_Aim of the task_
Copy out all of the material exactly as presented.

_Exercise materials_
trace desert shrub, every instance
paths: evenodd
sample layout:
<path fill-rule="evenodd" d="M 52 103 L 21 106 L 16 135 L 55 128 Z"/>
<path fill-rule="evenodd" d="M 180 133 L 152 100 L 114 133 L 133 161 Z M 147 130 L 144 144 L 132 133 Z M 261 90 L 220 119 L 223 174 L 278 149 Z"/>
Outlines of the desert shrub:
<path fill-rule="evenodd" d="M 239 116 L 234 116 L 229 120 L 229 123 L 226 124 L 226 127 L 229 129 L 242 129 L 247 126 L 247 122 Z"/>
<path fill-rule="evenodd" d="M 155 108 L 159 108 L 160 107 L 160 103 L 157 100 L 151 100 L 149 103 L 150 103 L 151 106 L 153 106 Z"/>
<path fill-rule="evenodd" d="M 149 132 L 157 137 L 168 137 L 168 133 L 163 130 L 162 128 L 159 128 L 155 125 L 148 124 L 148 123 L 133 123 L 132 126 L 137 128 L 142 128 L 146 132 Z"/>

_Reply to the exercise_
trace desert shrub, every instance
paths: evenodd
sample layout:
<path fill-rule="evenodd" d="M 52 103 L 21 106 L 16 135 L 55 128 Z"/>
<path fill-rule="evenodd" d="M 180 133 L 152 100 L 114 133 L 133 161 Z M 147 130 L 144 144 L 132 133 Z M 261 90 L 220 119 L 223 174 L 278 149 Z"/>
Outlines of the desert shrub:
<path fill-rule="evenodd" d="M 239 116 L 234 116 L 229 120 L 229 123 L 226 124 L 226 127 L 229 129 L 242 129 L 247 126 L 247 122 Z"/>
<path fill-rule="evenodd" d="M 155 108 L 159 108 L 160 107 L 160 103 L 157 100 L 151 100 L 149 103 L 150 103 L 151 106 L 153 106 Z"/>
<path fill-rule="evenodd" d="M 149 132 L 157 137 L 168 137 L 168 133 L 163 130 L 162 128 L 159 128 L 155 125 L 148 124 L 148 123 L 133 123 L 132 126 L 137 128 L 142 128 L 146 132 Z"/>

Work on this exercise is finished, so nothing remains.